• _Given information_
□ □ □ □ □

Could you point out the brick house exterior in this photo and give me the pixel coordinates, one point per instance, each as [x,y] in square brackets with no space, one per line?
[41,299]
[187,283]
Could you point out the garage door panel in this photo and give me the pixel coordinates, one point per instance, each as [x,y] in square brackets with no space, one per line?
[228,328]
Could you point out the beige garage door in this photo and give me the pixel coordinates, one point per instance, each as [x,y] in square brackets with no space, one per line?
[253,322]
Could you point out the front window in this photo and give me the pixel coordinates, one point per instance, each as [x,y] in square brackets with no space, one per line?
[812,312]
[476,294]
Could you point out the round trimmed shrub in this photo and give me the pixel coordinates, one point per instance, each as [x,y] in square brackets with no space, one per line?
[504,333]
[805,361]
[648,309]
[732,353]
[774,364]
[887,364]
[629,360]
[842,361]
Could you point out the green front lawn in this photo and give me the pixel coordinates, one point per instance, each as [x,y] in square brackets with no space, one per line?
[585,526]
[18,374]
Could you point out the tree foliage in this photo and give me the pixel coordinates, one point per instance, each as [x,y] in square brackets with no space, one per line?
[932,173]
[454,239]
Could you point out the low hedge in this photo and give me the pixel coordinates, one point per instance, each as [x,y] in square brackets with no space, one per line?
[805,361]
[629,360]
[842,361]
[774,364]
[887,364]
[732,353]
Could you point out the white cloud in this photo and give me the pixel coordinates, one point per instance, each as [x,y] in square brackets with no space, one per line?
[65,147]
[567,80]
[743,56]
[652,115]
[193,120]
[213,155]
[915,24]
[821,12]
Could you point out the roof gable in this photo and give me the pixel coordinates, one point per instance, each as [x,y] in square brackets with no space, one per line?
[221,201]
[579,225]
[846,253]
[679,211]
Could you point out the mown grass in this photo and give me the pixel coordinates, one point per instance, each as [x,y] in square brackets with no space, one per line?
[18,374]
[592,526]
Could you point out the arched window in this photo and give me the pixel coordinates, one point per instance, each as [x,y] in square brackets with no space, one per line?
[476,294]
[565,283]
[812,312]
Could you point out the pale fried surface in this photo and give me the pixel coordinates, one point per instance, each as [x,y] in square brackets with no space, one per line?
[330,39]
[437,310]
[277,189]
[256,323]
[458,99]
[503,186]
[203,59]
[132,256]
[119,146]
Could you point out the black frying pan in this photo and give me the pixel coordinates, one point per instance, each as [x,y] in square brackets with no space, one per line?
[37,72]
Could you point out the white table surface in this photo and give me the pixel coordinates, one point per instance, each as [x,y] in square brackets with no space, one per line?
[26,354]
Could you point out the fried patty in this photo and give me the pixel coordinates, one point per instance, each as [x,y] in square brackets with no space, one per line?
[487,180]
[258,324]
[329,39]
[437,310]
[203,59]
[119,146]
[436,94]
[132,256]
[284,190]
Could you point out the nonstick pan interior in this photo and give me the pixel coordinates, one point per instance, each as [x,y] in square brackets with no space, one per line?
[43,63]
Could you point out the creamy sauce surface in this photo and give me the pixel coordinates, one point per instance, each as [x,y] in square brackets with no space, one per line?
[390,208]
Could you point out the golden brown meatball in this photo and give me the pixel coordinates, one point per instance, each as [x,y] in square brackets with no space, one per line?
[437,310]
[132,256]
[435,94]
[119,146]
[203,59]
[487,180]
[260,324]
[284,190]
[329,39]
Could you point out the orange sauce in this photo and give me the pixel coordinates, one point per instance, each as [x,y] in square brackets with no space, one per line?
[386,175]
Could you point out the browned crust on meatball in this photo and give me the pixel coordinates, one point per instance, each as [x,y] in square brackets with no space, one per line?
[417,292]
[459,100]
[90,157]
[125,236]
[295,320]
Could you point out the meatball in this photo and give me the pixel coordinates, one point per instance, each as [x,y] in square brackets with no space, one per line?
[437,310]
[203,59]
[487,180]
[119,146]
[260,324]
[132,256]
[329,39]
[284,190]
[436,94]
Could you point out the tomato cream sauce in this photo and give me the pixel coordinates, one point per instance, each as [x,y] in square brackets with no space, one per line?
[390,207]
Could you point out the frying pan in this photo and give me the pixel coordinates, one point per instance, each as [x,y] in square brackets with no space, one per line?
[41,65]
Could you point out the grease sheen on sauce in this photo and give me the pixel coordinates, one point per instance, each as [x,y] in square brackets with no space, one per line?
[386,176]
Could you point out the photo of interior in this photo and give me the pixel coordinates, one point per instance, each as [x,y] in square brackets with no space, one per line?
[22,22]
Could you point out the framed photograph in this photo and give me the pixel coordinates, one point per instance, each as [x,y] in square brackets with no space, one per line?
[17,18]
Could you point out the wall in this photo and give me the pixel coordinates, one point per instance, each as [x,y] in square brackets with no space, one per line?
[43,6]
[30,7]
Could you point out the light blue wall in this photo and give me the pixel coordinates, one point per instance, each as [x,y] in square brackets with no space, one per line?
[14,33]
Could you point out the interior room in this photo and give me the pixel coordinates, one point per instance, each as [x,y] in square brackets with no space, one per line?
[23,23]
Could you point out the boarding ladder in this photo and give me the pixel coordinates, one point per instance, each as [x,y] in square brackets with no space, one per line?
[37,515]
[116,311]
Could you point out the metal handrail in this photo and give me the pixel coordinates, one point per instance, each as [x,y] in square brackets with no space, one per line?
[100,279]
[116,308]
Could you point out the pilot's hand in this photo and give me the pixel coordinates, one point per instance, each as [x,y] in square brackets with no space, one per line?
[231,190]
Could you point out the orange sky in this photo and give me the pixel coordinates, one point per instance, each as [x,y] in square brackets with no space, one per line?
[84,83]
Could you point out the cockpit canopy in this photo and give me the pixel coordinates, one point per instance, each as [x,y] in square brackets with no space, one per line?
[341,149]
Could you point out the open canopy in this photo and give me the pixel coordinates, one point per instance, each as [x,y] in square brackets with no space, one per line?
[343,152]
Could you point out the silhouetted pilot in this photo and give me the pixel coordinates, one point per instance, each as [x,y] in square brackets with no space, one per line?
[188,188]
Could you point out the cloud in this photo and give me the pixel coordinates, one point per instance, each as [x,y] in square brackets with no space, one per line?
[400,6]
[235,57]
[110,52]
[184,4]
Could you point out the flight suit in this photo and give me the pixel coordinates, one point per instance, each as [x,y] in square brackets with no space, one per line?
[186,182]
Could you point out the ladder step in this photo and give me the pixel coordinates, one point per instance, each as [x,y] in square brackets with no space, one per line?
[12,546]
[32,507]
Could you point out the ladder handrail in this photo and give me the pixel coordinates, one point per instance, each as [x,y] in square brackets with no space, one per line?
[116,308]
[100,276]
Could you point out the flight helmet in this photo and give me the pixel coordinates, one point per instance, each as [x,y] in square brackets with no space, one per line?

□ □ □ □ □

• _To be done_
Write out the whole listing again. Match it word for word.

• _Result of this task_
Could you point out the brick house exterior in this photo and give me the pixel coordinates, one point per instance, each as [x,y] in square brackets with no space, one per line?
[41,299]
[187,283]
Could you point out the garage door panel in this photo and give me the pixel coordinates, one point per instance, each as [x,y] in square brackets with no space, one per line?
[228,328]
Could you point out the beige garage door in this photo and give me the pixel coordinates, one point per instance, each as [x,y] in square brackets with no space, one per line?
[253,322]
Could you point out the front window in this photo and give me the pixel coordinates, one point per instance, each as [x,y] in square brackets with no space, one per line?
[812,312]
[476,294]
Could you point out the round trimmed shrub in this photo and give me the pixel coordinates, one point per instance, each as [x,y] in square brackets with no space, one per line?
[504,333]
[805,361]
[648,309]
[732,353]
[774,364]
[887,364]
[629,360]
[842,361]
Could you point out the green front lawn in this photo and give me the pixel coordinates, one point per instance, each as [x,y] in square brackets with no space, one per line?
[585,526]
[18,374]
Could you point out the tree foliage in this photo and give me the pixel coordinates, one point per instance, each as [x,y] in square brackets with no space, one per line?
[932,173]
[454,239]
Could you point out the low hedge in this photo and give me the pixel coordinates, one point per instance, each as [x,y] in square brackets with no space, one per line?
[805,361]
[629,360]
[842,361]
[774,364]
[887,364]
[732,353]
Could you point out the white cloud in this photo and give me the pixel coordinates, one point per instance, each as [x,y] in square brackets with no space, one per line?
[65,147]
[567,80]
[743,56]
[652,115]
[193,120]
[213,155]
[915,24]
[821,12]
Could you point out the roof gable in this photo and give me the pixel coordinates, one point per instance, each as [x,y] in square brackets with no space, one per line?
[221,201]
[579,225]
[846,253]
[679,211]
Could you point out the mown grass in this photo and give me the pixel coordinates, one point per instance, each as [x,y] in square brackets with no space, one per line?
[18,374]
[592,526]
Could you point out the arched window in this photo and give me the pixel coordinates, one point per instance, each as [x,y] in square brackets with no space, one per line?
[476,294]
[565,283]
[812,312]
Could you point out the pale fried surface in this photo and give me the pixel coordinates, one point per instance, each as [x,y] in square brackets with no space, one per line?
[330,39]
[437,310]
[277,189]
[256,323]
[458,99]
[503,186]
[203,59]
[132,256]
[119,146]
Could you point out the black frying pan in this photo and give me the pixel coordinates, one point per instance, each as [x,y] in square brackets with no space, one per line?
[37,72]
Could you point out the white table surface in this photo and give me the pixel coordinates, one point per instance, each as [x,y] in square brackets with no space, one per line?
[26,354]
Could you point out the fried patty in this photo and give me the pixel coordinates, one point per instance, each as [x,y] in square brackets with no space, one per line?
[487,180]
[258,324]
[329,39]
[437,310]
[203,59]
[119,146]
[436,94]
[132,256]
[284,190]
Could you point out the nonstick pan interior in this photo and give me the pixel coordinates, one point per instance, each as [x,y] in square brackets with no space, one per line?
[43,63]
Could you point out the creamy sauce surface in this photo and give me the pixel coordinates, one point per instance, each as [x,y] in square brackets with no space, one per line?
[390,208]
Could you point out the golden brown meatball in this photo and give me the pixel coordinates, one point per instance, each as [x,y] in square brackets with no space, one per line?
[437,310]
[132,256]
[435,94]
[119,146]
[203,59]
[487,180]
[260,324]
[284,190]
[329,39]
Could you point out the orange sauce in this photo and give me the pixel coordinates, one point per instance, each as [x,y] in square brackets with no space, one per line?
[386,175]
Could you point out the browned crust on meatball in this photo and give me the pixel coordinates, one point per instance, each as [x,y] in square brackets with no space, one per line?
[417,292]
[459,100]
[90,157]
[125,236]
[295,320]
Could you point out the meatball in this photo and give me the pixel coordinates, one point per instance, each as [x,y] in square brackets with no space, one per line?
[437,310]
[203,59]
[487,180]
[119,146]
[260,324]
[132,256]
[329,39]
[284,190]
[436,94]
Could you point out the tomato cream sauce in this photo and give me the pixel coordinates, one point per instance, each as [x,y] in square brackets with no space, one per line?
[390,207]
Could you point out the frying pan in this photo and give me the pixel coordinates, one point per instance, each as [x,y] in square brackets with no space, one per line?
[41,65]
Could you point out the grease sheen on sauce in this photo and give me the pixel coordinates, one point per instance, each as [x,y] in square brackets with no space, one per line?
[386,176]
Could you point out the photo of interior in this photo and give me the pixel coordinates, one point per instance, each as [x,y] in square brackets with no space, one per line?
[22,22]
Could you point out the framed photograph in this photo and give me the pixel coordinates, one point per instance, each as [x,y] in square brackets with no space, one per line?
[17,18]
Could you point out the wall in this photo and give me the pixel coordinates, one point per instance, each as [x,y] in square brackets with no space, one per line?
[43,6]
[30,7]
Could you point out the light blue wall in this photo and give me the pixel coordinates, one point per instance, each as [x,y] in square brackets with no space, one per line?
[14,33]
Could you point out the interior room in this photo and give me the pixel coordinates, one point per instance, each as [x,y] in square brackets with no space, one per line?
[23,23]
Could you point out the boarding ladder in this photo and give me the pixel coordinates, one point per instance, each as [x,y] in square brackets with no space, one per line?
[37,515]
[116,311]
Could you point out the metal handrail in this photo and give me the pixel coordinates, one point per instance, each as [x,y] in square brackets with no space, one per line?
[100,279]
[116,308]
Could you point out the pilot's hand in this photo and give me the pixel coordinates, one point per instance, each as [x,y] in square brackets with no space, one per line?
[231,190]
Could you point out the orange sky in this photo and give me the pixel coordinates, one point per instance, each as [x,y] in square brackets with no space, one per line?
[84,83]
Could you point out the cockpit canopy in this photo and give me the pixel coordinates, one point per instance, each as [x,y] in square brackets with no space, one per line?
[341,149]
Could you point out the open canopy in this photo and give me the pixel coordinates, one point per instance, each as [x,y] in square brackets with no space, one per line?
[343,152]
Could you point out the silhouetted pilot in this photo and give me the pixel coordinates, one point per instance, each as [x,y] in square brackets with no space, one per line?
[188,188]
Could you point out the cloud in this photo and give me the pixel coordinates, one point per instance, each as [x,y] in square brackets with no space, one per line?
[400,6]
[235,57]
[110,52]
[184,4]
Could you point out the flight suit in this photo and give me the pixel coordinates, one point per instance, each as [x,y] in square brackets with no space, one per line?
[186,182]
Could you point out the ladder step in this photo and give me the pixel coordinates, one point per instance, each as [x,y] in square brackets with no space, one per line?
[12,546]
[32,507]
Could you point out the ladder handrail in this photo and give me the pixel coordinates, one point per instance, each as [x,y] in square brackets with no space, one per line?
[116,308]
[100,276]
Could you point out the flight helmet in this photo and give me the pixel coordinates, one point per instance, each as [x,y] in square brackets with no space, one per line?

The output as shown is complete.